List every line of the items below that contains the string "frost".

____

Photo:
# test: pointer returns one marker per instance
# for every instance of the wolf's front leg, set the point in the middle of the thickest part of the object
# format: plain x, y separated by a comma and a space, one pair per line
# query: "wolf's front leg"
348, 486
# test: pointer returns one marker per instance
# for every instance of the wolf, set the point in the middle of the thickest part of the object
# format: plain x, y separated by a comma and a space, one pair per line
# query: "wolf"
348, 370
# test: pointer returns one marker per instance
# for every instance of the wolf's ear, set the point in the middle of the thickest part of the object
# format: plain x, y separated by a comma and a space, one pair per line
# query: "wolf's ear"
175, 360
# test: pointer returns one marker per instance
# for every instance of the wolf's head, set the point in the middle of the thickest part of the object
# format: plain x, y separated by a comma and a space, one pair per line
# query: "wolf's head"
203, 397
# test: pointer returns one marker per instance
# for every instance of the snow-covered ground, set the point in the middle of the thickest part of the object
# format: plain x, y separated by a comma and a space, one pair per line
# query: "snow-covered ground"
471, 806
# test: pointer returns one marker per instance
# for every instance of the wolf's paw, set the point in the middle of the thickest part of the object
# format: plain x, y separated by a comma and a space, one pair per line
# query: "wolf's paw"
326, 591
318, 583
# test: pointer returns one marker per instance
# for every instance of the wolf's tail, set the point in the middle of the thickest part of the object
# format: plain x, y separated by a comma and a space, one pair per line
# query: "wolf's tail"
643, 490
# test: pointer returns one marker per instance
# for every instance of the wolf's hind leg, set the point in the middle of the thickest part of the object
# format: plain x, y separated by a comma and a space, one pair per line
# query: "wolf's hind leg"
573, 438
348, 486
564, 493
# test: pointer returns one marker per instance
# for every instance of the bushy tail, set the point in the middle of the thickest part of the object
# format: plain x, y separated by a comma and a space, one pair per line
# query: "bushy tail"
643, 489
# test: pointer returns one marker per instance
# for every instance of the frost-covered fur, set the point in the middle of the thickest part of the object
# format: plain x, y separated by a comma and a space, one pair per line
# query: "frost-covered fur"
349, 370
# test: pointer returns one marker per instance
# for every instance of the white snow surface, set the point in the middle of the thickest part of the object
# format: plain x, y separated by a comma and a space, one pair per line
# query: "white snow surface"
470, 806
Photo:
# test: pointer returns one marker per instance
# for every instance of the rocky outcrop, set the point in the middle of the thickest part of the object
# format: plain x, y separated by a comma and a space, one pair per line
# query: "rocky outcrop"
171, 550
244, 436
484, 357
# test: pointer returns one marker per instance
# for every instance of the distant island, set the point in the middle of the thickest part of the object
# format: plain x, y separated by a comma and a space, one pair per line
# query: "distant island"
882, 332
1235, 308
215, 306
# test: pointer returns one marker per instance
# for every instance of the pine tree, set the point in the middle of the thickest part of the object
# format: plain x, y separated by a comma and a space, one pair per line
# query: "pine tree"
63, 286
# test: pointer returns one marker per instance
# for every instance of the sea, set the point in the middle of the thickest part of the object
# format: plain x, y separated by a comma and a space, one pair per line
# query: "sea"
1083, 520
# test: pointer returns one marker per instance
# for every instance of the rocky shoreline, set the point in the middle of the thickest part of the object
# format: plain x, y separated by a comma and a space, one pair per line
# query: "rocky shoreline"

____

▸ Task output
# for every instance of the frost-covered fur, set the point in the middle of the thickest part of the object
# query: "frost-covered fur"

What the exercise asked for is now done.